▶ _Given problem_: From the listing below, pull out word for word the lines between the one holding "shape [[37, 115]]." and the one holding "[[59, 42], [65, 13], [31, 22], [4, 5], [7, 34]]", inclusive.

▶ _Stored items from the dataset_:
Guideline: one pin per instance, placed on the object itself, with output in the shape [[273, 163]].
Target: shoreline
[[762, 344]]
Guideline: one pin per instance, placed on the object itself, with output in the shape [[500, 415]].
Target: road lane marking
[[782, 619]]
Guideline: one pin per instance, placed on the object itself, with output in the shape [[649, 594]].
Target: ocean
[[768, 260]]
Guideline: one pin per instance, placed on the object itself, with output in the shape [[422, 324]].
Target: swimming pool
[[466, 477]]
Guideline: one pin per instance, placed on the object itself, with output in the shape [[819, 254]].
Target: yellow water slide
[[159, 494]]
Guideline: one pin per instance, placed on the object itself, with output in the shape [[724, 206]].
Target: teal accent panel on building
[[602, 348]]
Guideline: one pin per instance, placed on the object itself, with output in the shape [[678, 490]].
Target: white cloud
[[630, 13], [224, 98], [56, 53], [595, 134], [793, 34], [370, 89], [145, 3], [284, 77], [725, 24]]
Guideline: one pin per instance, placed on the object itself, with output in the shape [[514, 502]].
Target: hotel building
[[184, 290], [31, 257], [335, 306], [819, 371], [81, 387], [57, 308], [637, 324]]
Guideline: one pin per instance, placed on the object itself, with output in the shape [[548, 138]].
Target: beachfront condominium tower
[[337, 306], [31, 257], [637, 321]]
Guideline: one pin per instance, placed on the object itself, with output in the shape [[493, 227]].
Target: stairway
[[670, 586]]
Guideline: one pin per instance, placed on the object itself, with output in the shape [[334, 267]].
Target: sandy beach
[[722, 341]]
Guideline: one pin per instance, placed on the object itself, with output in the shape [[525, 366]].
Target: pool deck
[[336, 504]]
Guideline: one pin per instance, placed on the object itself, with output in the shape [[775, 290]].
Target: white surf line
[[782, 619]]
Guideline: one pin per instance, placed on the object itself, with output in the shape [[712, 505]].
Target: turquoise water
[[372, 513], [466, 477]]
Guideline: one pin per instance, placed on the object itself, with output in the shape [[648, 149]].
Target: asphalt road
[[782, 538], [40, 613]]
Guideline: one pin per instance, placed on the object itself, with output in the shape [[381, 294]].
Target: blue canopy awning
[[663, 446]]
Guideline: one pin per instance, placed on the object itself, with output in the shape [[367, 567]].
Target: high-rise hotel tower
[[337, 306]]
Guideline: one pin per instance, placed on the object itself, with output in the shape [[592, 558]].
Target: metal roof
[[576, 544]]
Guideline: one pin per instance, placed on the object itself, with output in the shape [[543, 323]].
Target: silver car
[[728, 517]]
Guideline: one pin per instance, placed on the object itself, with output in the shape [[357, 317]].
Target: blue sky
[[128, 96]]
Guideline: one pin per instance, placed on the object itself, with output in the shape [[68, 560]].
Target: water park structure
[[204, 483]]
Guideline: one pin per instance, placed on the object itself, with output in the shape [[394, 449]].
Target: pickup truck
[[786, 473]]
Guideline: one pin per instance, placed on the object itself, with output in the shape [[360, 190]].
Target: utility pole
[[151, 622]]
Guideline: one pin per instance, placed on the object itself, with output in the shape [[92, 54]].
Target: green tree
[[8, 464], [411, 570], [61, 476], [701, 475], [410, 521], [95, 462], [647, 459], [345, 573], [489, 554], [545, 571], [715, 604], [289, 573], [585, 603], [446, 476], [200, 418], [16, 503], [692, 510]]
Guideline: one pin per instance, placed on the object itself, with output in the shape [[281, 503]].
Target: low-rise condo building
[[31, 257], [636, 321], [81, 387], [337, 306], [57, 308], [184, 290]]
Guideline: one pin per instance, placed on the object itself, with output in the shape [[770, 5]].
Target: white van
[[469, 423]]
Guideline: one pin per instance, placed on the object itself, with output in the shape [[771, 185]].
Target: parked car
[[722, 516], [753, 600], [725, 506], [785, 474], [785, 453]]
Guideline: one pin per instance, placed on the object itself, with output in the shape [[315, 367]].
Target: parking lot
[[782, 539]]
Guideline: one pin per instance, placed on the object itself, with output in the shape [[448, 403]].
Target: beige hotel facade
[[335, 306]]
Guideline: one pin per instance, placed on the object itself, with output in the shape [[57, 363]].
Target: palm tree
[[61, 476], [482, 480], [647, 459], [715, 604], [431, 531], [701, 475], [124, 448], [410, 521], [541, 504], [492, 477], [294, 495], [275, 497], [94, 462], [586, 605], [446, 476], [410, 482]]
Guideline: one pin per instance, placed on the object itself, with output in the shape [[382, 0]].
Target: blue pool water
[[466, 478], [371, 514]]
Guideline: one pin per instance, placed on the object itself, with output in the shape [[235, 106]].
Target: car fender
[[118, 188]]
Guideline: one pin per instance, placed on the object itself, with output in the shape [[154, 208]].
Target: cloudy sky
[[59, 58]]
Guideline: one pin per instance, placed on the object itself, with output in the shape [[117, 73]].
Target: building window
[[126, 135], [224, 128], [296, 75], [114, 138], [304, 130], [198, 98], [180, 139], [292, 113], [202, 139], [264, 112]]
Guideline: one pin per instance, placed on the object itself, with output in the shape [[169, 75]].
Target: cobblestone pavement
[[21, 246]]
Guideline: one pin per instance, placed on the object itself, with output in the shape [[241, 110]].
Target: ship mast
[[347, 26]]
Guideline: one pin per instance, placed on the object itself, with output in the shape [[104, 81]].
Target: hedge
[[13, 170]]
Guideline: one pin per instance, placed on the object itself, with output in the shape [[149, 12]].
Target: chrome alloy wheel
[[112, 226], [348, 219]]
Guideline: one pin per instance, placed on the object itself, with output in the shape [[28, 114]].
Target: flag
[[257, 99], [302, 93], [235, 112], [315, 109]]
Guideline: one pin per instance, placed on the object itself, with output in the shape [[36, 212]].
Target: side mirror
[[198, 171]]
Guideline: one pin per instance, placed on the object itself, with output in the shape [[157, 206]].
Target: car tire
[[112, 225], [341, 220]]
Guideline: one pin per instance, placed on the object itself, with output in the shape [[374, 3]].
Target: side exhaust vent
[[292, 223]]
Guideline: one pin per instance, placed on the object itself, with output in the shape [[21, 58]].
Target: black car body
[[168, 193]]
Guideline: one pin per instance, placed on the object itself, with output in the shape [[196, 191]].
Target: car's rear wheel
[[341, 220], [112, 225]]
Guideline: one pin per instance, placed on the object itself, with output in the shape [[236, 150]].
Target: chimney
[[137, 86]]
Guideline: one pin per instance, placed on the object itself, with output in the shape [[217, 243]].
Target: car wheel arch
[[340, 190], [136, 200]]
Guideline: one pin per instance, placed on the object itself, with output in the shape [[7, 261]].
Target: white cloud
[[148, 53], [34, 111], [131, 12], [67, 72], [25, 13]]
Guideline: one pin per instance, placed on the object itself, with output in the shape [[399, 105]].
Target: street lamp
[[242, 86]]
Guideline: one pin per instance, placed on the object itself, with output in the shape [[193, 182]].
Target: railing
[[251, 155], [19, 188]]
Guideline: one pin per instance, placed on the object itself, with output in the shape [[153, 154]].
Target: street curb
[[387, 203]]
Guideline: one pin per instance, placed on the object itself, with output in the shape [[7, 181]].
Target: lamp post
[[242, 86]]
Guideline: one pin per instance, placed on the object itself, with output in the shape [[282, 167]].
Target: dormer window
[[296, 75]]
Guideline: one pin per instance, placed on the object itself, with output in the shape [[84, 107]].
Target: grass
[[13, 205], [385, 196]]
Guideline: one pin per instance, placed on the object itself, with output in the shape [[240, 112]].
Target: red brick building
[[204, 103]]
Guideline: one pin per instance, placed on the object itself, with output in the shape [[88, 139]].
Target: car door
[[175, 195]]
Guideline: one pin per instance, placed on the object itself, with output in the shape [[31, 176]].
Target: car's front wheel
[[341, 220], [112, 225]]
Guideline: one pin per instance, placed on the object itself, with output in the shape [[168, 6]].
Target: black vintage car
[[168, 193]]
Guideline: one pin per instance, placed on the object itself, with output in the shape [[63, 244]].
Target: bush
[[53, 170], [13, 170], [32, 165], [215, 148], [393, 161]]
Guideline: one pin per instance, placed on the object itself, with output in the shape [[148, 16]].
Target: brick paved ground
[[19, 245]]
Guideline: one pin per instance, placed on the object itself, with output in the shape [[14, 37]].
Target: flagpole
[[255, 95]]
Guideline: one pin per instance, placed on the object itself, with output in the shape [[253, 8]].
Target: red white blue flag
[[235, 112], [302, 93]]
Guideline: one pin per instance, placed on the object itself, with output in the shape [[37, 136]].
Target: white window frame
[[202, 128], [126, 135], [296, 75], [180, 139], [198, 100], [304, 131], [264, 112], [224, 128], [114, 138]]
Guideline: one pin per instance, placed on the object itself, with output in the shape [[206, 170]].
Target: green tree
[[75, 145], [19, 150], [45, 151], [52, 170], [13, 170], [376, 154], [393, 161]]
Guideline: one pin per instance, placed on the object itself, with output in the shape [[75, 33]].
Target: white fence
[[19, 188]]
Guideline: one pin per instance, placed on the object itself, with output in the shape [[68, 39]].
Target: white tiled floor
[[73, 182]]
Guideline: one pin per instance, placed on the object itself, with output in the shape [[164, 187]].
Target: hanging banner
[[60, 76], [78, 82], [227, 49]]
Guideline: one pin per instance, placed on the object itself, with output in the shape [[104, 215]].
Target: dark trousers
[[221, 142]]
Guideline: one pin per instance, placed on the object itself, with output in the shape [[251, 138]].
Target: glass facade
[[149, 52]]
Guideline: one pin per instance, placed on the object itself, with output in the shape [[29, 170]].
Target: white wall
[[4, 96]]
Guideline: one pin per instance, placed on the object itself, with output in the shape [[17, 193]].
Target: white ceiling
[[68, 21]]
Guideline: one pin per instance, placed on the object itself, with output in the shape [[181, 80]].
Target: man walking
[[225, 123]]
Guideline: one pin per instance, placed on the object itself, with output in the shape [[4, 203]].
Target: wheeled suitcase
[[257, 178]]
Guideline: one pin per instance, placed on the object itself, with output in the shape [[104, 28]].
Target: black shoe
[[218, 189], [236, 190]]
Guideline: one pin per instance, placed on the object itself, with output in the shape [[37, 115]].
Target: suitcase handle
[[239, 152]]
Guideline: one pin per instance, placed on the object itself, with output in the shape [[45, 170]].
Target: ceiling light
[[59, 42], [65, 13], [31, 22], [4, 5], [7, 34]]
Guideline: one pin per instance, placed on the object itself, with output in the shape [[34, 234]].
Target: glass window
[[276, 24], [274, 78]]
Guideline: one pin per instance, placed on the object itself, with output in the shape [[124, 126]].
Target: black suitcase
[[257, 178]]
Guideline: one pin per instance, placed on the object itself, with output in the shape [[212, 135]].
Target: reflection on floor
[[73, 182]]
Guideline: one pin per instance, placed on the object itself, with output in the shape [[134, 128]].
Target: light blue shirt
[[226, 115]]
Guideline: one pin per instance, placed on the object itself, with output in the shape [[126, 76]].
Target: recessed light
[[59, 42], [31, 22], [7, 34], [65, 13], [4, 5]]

▶ _Answer for this exercise_:
Guideline: one pin per instance, placed on the object itself, with output in the shape [[37, 115]].
Target: suitcase handle
[[239, 152]]
Guideline: one pin per instance, placed on the object itself, with output in the shape [[45, 170]].
Target: ceiling light
[[59, 42], [65, 13], [31, 22], [4, 5], [7, 34]]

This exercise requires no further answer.